» Инструкция 1:
Выведите полностью предоставленный фрагмент о созыве епископов в Никею, не изменяя в нем ни слова, ни знака.

####

Анкира.

Однако еще прежде произошло событие, вроде бы незначительное, которое подлило масла в огонь.

Очевидно, гонения на церковь привели к появлению у епископов некоторой нервозности. Люди, которые с переменным успехом противостояли палачам Максимиана и Галерия, вряд ли струсили бы перед порицаниями противников, чьи теологические воззрения они отвергали. Итак, епископы собрались в Антиохии, чтобы выбрать преемника епископу Филогению. Заодно они обсудили и сформулировали взгляды, разделявшиеся сторонниками епископа Александрийского. Трое из них, отказавшиеся подписать этот документ, были незамедлительно отлучены от церкви с правом апеллировать к грядущему синоду в Анкире. Одним из троих был епископ Кесарии Евсевий, будущий биограф Константина.

Константин понимал, что ему потребуется весь его авторитет, если он хочет сохранить единство церкви и согласие в рядах ее представителей. Поэтому он перенес встречу из Анкиры в Никею, город вблизи Никомедии, где ему проще было контролировать происходящее.

Епископы отправились в Никею. Глубокий и тонкий ум просчитал некоторые результаты, которых следовало добиться на этом соборе, и не все они были связаны со спором по поводу Ария…

Все происходило совершенно по-новому. Епископы не шли пешком, не тратили денег и не обдумывали наиболее подходящий маршрут; императорский двор оплатил все расходы, обеспечил им бесплатные билеты на общественный почтовый транспорт и даже направил за духовными лицами и их слугами специальные повозки… У священнослужителей, без сомнения, было в дороге время, чтобы подумать – и не обязательно об Арии. В Никее собрались около 300 епископов, вполне вероятно, что многих из них поразило уже одно это. Служители закона не собирались вести их в тюрьму. Удивительно, но они находились в гостях у императора.

####

» Инструкция 2:
Представьте в виде таблицы Markdown с колонками «№» и «Содержание» только тот участок строк данных, который открывается строкой, содержащей «Locate the red santa», и закрывается строкой, содержащей «[[220, 105]]», включая обе эти строки. Пустые строки в таблицу не включайте, ничего другого не добавляйте.

» Данные для задания:
####

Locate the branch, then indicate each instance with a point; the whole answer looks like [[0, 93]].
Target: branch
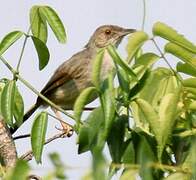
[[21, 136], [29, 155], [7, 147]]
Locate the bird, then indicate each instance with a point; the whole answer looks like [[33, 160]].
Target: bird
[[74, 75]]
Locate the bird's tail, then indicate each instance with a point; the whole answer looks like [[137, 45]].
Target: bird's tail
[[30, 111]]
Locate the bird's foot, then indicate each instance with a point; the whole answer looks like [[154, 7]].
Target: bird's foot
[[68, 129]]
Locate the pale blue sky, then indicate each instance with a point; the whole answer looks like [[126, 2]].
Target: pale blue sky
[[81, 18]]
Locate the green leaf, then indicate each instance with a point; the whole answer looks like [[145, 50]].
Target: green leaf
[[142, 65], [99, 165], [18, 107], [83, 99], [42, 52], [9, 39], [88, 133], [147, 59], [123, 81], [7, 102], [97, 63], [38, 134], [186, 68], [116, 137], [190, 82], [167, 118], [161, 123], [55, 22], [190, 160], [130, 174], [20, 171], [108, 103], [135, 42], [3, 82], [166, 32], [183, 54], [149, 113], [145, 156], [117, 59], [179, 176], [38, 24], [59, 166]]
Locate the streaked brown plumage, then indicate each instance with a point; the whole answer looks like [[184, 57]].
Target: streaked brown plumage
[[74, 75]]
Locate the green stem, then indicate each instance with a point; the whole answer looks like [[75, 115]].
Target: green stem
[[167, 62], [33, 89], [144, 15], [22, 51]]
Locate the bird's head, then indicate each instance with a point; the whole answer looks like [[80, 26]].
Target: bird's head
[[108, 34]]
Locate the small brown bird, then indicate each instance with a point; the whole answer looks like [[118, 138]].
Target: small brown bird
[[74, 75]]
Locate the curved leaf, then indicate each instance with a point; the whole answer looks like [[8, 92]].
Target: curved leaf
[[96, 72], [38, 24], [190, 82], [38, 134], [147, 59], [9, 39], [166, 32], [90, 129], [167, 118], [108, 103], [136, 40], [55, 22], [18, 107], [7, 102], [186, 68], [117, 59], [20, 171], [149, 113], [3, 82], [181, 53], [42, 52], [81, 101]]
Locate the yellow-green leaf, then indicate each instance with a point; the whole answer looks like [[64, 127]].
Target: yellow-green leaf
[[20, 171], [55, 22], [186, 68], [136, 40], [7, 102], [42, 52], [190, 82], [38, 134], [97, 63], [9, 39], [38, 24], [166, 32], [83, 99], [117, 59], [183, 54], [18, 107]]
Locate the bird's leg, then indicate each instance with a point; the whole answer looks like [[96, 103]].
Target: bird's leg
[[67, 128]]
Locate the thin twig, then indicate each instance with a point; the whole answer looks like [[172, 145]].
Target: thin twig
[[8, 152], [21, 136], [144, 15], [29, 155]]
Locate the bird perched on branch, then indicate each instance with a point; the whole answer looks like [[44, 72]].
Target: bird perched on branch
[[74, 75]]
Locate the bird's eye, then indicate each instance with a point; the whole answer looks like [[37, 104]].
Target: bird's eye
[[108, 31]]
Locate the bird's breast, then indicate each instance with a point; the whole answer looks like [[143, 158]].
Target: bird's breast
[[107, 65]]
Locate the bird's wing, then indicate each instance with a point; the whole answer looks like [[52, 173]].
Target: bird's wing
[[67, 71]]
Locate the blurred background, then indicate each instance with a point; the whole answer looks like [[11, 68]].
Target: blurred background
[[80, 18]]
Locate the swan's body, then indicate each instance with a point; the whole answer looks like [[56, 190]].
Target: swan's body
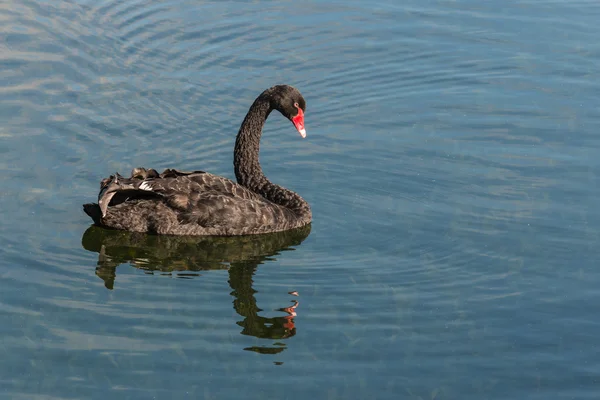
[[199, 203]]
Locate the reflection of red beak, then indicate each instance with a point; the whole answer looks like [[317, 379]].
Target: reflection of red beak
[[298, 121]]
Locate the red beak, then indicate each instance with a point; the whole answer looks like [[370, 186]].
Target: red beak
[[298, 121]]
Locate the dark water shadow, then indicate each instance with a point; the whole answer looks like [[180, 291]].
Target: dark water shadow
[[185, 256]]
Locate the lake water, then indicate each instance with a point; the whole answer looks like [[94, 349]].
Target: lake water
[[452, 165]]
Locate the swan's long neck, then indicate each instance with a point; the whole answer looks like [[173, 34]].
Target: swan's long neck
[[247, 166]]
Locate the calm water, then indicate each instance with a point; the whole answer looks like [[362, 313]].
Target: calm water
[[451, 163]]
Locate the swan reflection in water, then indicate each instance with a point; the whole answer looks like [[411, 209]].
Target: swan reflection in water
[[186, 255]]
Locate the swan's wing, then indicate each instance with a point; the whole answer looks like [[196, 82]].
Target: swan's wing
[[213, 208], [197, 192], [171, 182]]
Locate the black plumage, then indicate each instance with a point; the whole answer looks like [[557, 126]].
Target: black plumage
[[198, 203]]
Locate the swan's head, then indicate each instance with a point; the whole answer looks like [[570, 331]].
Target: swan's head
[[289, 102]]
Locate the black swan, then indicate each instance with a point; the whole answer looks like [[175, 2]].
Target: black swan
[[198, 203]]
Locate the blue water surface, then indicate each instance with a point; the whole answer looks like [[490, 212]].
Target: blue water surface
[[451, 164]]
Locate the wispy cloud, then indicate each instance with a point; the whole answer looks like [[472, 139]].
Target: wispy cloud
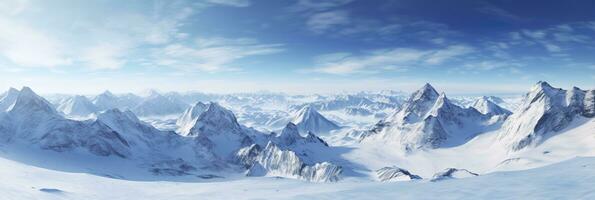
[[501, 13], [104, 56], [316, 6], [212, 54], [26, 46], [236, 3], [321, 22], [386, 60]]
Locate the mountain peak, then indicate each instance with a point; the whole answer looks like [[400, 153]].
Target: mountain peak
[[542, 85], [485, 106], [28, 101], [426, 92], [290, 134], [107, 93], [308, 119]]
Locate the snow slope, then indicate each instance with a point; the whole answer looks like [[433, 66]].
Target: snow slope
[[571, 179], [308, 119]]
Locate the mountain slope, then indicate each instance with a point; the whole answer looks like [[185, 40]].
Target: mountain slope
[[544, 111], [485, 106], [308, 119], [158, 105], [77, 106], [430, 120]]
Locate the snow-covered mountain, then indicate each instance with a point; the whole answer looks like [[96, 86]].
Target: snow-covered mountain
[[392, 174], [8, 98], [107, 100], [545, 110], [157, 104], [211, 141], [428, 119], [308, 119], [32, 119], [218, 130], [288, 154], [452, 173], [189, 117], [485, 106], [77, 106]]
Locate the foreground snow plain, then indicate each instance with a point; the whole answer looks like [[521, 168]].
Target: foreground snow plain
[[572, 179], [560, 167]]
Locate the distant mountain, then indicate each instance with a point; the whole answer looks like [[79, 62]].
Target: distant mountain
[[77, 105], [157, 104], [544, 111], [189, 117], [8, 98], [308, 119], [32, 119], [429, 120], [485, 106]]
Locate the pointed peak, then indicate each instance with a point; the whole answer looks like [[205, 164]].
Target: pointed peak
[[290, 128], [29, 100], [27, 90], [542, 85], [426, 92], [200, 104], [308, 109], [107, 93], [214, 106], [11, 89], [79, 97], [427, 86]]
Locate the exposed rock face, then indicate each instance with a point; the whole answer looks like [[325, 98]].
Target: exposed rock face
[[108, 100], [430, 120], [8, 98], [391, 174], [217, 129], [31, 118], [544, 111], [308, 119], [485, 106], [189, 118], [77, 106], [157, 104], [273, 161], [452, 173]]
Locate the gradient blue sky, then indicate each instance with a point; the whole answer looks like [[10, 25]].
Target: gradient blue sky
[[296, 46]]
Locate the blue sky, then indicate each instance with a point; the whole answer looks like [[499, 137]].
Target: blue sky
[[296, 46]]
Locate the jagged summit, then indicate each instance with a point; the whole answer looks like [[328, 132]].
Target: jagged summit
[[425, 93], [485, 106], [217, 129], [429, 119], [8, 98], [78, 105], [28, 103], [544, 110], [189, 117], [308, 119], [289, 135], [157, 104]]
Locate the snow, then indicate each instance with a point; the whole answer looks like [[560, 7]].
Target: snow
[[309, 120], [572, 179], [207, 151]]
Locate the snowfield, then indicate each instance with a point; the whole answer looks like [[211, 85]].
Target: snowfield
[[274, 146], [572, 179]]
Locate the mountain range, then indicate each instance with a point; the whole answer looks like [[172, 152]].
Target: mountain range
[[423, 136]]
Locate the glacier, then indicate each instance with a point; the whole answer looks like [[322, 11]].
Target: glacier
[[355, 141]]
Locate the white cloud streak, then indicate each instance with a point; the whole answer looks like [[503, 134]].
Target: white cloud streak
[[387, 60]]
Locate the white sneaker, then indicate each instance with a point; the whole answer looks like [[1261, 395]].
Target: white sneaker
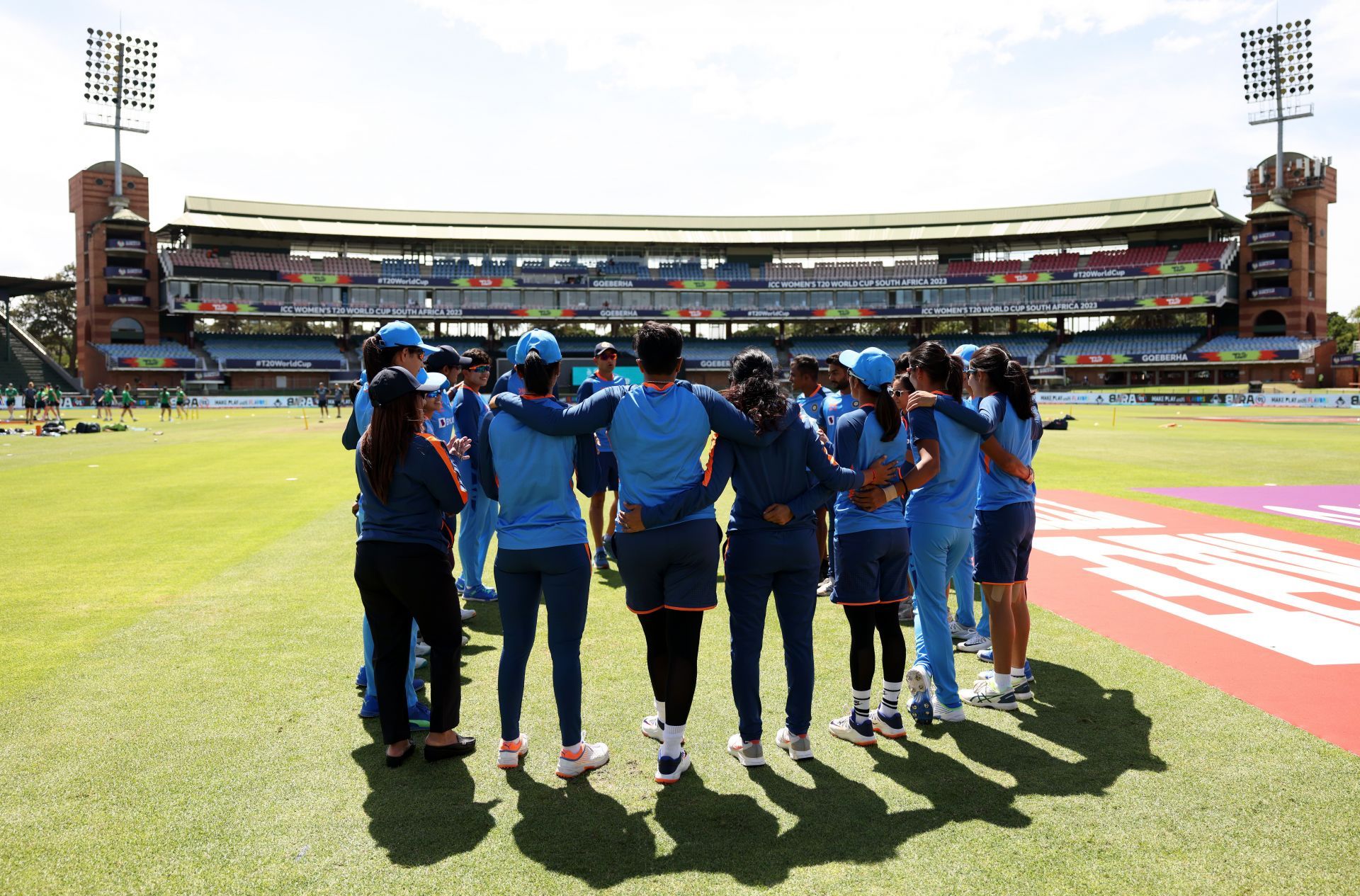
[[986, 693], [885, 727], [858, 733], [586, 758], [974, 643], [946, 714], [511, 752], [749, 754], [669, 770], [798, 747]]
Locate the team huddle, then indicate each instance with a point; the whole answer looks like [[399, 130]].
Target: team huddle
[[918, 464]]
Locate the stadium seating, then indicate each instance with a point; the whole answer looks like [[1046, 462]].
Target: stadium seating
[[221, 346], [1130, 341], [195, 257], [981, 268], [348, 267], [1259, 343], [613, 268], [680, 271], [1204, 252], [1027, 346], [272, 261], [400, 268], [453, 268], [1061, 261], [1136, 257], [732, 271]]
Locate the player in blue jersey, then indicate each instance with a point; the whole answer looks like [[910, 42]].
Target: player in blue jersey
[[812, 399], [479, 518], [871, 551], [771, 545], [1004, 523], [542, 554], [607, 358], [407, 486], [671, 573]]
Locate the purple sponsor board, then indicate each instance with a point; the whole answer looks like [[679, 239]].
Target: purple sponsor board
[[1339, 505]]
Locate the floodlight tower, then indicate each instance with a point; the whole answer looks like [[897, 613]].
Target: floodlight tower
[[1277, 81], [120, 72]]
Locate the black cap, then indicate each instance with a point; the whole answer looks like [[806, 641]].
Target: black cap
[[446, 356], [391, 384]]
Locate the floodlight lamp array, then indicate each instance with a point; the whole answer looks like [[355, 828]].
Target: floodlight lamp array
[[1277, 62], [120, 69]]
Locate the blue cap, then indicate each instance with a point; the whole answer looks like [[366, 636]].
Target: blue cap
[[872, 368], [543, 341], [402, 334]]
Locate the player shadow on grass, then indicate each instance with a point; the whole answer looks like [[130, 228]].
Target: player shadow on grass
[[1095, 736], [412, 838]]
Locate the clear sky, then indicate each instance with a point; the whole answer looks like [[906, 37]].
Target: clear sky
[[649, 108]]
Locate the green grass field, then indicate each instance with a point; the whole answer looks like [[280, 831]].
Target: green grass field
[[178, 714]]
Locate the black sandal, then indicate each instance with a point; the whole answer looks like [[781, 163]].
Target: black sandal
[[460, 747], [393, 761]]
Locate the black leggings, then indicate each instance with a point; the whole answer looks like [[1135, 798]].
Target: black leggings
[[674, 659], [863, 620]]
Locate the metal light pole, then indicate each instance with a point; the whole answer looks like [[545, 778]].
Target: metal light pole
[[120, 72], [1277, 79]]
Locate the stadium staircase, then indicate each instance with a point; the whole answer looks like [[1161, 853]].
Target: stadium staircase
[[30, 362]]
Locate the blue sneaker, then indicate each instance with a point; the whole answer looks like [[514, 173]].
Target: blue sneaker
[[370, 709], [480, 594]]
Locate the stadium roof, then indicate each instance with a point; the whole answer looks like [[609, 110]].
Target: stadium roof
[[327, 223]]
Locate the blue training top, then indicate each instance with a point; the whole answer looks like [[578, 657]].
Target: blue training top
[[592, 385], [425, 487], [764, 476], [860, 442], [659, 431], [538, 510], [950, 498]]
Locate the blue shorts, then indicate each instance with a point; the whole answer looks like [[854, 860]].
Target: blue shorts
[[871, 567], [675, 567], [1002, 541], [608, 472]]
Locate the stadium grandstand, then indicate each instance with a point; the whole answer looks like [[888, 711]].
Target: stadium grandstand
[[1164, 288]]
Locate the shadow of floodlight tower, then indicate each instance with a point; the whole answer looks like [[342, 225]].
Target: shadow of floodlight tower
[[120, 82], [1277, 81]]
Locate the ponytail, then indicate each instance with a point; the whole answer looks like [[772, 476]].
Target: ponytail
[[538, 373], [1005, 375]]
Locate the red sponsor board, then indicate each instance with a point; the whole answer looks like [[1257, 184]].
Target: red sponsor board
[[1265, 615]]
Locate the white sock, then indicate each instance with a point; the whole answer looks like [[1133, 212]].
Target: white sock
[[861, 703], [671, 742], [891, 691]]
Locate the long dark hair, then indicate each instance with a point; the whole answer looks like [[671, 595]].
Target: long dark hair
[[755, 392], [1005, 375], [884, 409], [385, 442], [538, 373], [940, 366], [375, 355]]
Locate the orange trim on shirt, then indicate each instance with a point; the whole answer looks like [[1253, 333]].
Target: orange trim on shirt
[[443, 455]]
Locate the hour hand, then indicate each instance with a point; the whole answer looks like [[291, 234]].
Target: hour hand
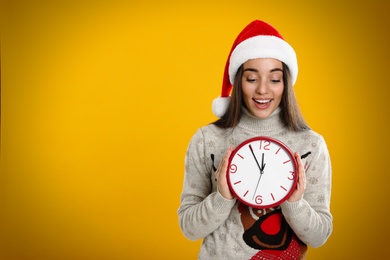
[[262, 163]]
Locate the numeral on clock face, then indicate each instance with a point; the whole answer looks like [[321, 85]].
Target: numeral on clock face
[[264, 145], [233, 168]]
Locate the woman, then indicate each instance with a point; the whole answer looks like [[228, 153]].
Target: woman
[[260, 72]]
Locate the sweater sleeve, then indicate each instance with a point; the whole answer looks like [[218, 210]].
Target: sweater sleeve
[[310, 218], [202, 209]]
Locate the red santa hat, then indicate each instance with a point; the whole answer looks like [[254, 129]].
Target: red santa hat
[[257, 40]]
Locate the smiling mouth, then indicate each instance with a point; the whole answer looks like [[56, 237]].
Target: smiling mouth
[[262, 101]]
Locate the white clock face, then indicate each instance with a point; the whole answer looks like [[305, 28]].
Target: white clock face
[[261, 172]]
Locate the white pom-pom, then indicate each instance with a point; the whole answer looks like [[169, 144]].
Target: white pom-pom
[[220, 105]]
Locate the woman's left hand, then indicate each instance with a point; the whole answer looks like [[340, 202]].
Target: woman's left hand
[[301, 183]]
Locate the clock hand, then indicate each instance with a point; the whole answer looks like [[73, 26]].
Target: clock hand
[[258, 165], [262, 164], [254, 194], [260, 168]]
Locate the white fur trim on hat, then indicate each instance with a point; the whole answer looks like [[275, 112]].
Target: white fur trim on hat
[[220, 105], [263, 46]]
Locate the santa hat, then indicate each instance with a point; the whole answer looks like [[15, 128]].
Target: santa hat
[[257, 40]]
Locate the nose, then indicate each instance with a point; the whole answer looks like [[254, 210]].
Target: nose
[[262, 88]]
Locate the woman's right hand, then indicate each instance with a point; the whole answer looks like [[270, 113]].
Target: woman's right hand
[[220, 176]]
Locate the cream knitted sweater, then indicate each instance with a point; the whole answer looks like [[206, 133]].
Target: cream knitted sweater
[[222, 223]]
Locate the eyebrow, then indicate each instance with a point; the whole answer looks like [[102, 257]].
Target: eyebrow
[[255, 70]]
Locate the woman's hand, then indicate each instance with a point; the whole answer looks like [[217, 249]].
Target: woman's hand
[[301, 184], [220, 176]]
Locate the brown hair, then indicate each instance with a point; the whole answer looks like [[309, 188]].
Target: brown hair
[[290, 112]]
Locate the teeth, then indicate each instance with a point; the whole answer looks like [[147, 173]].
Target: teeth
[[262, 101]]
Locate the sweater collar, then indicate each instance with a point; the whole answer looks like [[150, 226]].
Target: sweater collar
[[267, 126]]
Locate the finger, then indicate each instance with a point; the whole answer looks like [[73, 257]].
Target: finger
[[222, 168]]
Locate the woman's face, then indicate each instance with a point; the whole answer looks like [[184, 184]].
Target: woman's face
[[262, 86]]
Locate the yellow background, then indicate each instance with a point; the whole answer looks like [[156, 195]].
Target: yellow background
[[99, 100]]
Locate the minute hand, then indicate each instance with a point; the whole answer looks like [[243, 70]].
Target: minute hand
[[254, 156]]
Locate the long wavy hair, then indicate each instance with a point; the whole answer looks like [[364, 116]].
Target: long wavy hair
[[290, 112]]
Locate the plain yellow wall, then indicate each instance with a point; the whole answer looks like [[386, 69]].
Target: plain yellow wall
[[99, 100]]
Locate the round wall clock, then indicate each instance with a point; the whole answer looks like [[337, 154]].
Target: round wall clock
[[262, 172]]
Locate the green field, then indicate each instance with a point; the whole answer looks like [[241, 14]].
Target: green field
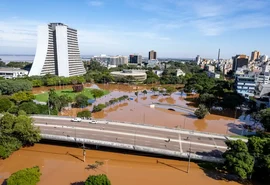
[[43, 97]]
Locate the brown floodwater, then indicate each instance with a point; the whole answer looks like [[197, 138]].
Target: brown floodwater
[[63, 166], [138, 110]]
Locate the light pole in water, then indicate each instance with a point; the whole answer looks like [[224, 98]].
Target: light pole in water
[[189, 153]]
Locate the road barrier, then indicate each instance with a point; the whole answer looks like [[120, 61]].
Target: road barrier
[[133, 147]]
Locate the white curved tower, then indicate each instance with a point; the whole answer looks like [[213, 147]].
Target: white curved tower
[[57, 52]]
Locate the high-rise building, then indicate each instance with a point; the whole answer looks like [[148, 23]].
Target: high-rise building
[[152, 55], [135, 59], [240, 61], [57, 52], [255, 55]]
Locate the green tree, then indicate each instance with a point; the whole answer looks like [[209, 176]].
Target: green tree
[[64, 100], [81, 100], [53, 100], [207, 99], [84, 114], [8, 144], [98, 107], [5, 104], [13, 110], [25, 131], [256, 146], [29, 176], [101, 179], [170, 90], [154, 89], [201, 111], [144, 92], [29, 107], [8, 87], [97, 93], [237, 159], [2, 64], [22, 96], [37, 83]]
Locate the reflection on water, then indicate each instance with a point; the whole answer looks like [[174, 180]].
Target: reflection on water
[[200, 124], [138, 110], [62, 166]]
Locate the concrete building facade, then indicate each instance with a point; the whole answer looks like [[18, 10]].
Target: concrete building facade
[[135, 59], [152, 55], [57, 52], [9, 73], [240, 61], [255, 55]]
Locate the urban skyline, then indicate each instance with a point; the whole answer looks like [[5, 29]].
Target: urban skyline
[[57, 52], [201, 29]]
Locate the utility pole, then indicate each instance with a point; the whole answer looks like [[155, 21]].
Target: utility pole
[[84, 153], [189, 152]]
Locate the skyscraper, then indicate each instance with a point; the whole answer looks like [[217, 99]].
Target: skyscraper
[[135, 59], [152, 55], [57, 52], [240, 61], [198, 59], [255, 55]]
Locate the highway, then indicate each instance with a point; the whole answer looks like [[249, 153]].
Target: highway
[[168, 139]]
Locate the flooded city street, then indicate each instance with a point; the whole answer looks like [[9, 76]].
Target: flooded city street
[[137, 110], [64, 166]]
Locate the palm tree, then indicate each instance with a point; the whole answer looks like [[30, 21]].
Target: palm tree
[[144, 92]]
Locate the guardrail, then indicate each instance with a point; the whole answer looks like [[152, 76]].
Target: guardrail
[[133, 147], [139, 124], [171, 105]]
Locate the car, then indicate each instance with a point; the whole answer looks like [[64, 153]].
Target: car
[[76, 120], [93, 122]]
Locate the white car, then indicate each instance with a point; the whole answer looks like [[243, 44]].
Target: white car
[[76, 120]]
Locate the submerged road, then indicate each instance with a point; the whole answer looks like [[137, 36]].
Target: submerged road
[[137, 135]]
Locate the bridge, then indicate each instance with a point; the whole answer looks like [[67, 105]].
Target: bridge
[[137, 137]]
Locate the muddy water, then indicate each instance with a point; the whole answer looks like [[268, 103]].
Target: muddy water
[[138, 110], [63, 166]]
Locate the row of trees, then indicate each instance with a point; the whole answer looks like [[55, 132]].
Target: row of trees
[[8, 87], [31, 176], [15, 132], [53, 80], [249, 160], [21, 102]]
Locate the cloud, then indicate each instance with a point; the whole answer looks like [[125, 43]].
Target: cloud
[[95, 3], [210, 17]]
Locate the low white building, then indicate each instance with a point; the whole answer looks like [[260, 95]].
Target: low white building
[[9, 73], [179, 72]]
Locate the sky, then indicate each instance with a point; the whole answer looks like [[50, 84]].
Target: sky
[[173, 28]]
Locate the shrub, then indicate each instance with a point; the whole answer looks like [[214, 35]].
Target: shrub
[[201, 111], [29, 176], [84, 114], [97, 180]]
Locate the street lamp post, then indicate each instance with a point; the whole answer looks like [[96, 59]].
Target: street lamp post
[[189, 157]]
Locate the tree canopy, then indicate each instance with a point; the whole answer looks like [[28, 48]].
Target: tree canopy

####

» Результат выполнения 1:
Анкира.

Однако еще прежде произошло событие, вроде бы незначительное, которое подлило масла в огонь.

Очевидно, гонения на церковь привели к появлению у епископов некоторой нервозности. Люди, которые с переменным успехом противостояли палачам Максимиана и Галерия, вряд ли струсили бы перед порицаниями противников, чьи теологические воззрения они отвергали. Итак, епископы собрались в Антиохии, чтобы выбрать преемника епископу Филогению. Заодно они обсудили и сформулировали взгляды, разделявшиеся сторонниками епископа Александрийского. Трое из них, отказавшиеся подписать этот документ, были незамедлительно отлучены от церкви с правом апеллировать к грядущему синоду в Анкире. Одним из троих был епископ Кесарии Евсевий, будущий биограф Константина.

Константин понимал, что ему потребуется весь его авторитет, если он хочет сохранить единство церкви и согласие в рядах ее представителей. Поэтому он перенес встречу из Анкиры в Никею, город вблизи Никомедии, где ему проще было контролировать происходящее.

Епископы отправились в Никею. Глубокий и тонкий ум просчитал некоторые результаты, которых следовало добиться на этом соборе, и не все они были связаны со спором по поводу Ария…

Все происходило совершенно по-новому. Епископы не шли пешком, не тратили денег и не обдумывали наиболее подходящий маршрут; императорский двор оплатил все расходы, обеспечил им бесплатные билеты на общественный почтовый транспорт и даже направил за духовными лицами и их слугами специальные повозки… У священнослужителей, без сомнения, было в дороге время, чтобы подумать – и не обязательно об Арии. В Никее собрались около 300 епископов, вполне вероятно, что многих из них поразило уже одно это. Служители закона не собирались вести их в тюрьму. Удивительно, но они находились в гостях у императора.

» Результат выполнения 2:
| № | Содержание |
|---|---|
| 1 | Locate the red santa hat, then indicate each instance with a point; the whole answer looks like [[254, 129]]. |
| 2 | Target: red santa hat |
| 3 | [[257, 40]] |
| 4 | Locate the smiling mouth, then indicate each instance with a point; the whole answer looks like [[56, 237]]. |
| 5 | Target: smiling mouth |
| 6 | [[262, 101]] |
| 7 | Locate the white clock face, then indicate each instance with a point; the whole answer looks like [[305, 28]]. |
| 8 | Target: white clock face |
| 9 | [[261, 172]] |
| 10 | Locate the white pom-pom, then indicate each instance with a point; the whole answer looks like [[169, 144]]. |
| 11 | Target: white pom-pom |
| 12 | [[220, 105]] |